> **YOUR INSTRUCTIONS**: Restate the entries word for word, omitting nothing.

> **SUPPLIED DATA**:

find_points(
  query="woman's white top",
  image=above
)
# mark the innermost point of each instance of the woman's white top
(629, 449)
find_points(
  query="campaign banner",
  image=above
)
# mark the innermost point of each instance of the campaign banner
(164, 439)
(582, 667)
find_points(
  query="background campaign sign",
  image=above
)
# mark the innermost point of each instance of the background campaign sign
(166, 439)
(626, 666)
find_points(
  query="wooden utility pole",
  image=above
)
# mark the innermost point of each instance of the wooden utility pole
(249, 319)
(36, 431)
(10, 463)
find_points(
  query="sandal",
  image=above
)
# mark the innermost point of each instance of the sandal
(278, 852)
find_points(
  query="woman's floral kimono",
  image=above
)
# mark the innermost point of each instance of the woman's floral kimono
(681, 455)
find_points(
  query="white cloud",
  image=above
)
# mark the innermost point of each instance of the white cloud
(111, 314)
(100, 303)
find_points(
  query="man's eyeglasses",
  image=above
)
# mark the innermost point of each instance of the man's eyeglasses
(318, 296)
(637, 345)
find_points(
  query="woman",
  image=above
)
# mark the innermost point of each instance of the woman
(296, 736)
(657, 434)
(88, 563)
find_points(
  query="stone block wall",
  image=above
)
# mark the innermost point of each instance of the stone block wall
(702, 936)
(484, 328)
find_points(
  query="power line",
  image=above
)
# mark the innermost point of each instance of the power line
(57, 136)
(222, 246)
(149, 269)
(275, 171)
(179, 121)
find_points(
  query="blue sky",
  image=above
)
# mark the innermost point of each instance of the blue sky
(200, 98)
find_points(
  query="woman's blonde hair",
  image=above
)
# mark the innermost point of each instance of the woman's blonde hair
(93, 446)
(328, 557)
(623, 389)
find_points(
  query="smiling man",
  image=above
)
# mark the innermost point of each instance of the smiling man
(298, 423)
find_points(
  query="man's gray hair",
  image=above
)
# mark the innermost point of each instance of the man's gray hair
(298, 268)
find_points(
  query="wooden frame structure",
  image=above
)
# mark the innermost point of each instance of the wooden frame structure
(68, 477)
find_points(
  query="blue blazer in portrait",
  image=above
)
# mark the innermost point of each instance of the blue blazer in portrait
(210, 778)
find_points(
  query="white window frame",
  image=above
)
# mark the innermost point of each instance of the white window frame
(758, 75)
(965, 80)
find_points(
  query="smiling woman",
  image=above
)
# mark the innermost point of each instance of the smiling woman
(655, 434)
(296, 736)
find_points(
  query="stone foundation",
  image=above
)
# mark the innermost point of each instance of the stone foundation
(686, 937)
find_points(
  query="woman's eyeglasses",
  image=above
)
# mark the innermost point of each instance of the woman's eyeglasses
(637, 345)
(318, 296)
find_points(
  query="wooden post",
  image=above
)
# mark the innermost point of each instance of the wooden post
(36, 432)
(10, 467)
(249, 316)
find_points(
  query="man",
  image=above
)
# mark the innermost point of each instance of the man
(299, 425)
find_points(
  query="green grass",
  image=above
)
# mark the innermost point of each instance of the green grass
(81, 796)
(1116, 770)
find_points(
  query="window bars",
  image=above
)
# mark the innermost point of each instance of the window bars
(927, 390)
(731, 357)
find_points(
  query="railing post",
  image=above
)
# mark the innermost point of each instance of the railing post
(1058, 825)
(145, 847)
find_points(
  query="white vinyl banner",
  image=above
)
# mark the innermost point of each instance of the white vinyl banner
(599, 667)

> **ANSWER TO THE PROBLEM**:
find_points(
  query="woman's white top",
  image=above
)
# mark the innermost point of each instance of the woman's white top
(629, 449)
find_points(
  query="campaign banner",
  image=above
)
# mark the innermost point of each instance of the campaign banner
(164, 439)
(582, 667)
find_points(
  query="background campaign sign",
  image=above
)
# mark the innermost point of each instance of the background campaign sign
(166, 439)
(626, 666)
find_points(
  query="wooden utility pole",
  image=above
)
# mark the innermost point of each instance of the wooden utility pole
(249, 319)
(36, 431)
(10, 463)
find_points(
  query="sandal",
  image=above
)
# mark the innermost point of each instance of the sandal
(278, 852)
find_points(
  query="woman's floral kimono",
  image=above
)
# mark the innermost point of each instance of the woman's floral kimono
(681, 455)
find_points(
  query="white cloud",
  image=above
)
# mark the innermost point of each instance of the white cloud
(111, 314)
(100, 303)
find_points(
  query="man's eyeglasses",
  image=above
)
# mark the innermost point of each instance of the man's eyeglasses
(318, 296)
(637, 345)
find_points(
  query="woman",
  image=above
)
# mark the innermost point of each instance of the woman
(296, 736)
(657, 434)
(88, 563)
find_points(
  query="stone block wall",
  image=above
)
# mark the innermost point of each instance of the stone block wall
(702, 936)
(484, 328)
find_points(
  query="power line",
  image=above
)
# mark the innermost point of each instance of the power line
(57, 136)
(222, 246)
(149, 269)
(275, 171)
(179, 121)
find_points(
  query="blue sky",
  image=above
)
# mark the innermost point of each instance of the blue sky
(200, 98)
find_points(
  query="woman's blonde hair",
  image=above
)
# mark the innermost point of each instance of the woman's blonde hair
(93, 446)
(328, 557)
(623, 389)
find_points(
  query="smiling man",
  image=above
)
# mark the innermost point of each instance of the smiling man
(298, 423)
find_points(
  query="man's gray hair",
  image=above
)
# mark the innermost point of each instance of the man's gray hair
(298, 268)
find_points(
  query="wooden frame structure",
  image=above
)
# mark the innermost point of each instance of the wooden frame structure
(68, 477)
find_points(
  query="blue blazer in portrait",
  image=above
)
# mark the innermost point of each instance of the blue blazer in portrait
(210, 778)
find_points(
  query="white window frame",
  image=above
)
# mark the innermost point of each instance of the white window frame
(758, 75)
(965, 80)
find_points(
  query="smiling woman",
  image=above
)
# mark the innermost point of each instance of the smiling woman
(655, 434)
(296, 736)
find_points(
  query="stone foundation",
  image=above
)
# mark the innermost point of each instance of the stone foundation
(686, 937)
find_points(
  query="woman's eyeglasses",
  image=above
)
# mark the innermost point of each instance of the woman's eyeglasses
(637, 345)
(318, 296)
find_points(
  query="wooden post",
  image=above
)
# mark the innermost point of each instance of the wooden post
(36, 432)
(10, 467)
(249, 316)
find_points(
  query="man",
  image=above
)
# mark the innermost point of each instance of the man
(299, 425)
find_points(
  query="green grass",
  image=above
)
# mark the innermost point of each instance of the green grass
(81, 796)
(1116, 770)
find_points(
  query="window bars",
  image=above
)
# mark the innermost point of each instance of the window bars
(927, 390)
(731, 357)
find_points(
  query="railing post",
  image=above
)
# mark the innermost point of each instance of the railing post
(1058, 825)
(145, 847)
find_points(
  query="white vinyl banner",
  image=above
)
# mark the innermost point of each instance of the white vinyl banner
(599, 667)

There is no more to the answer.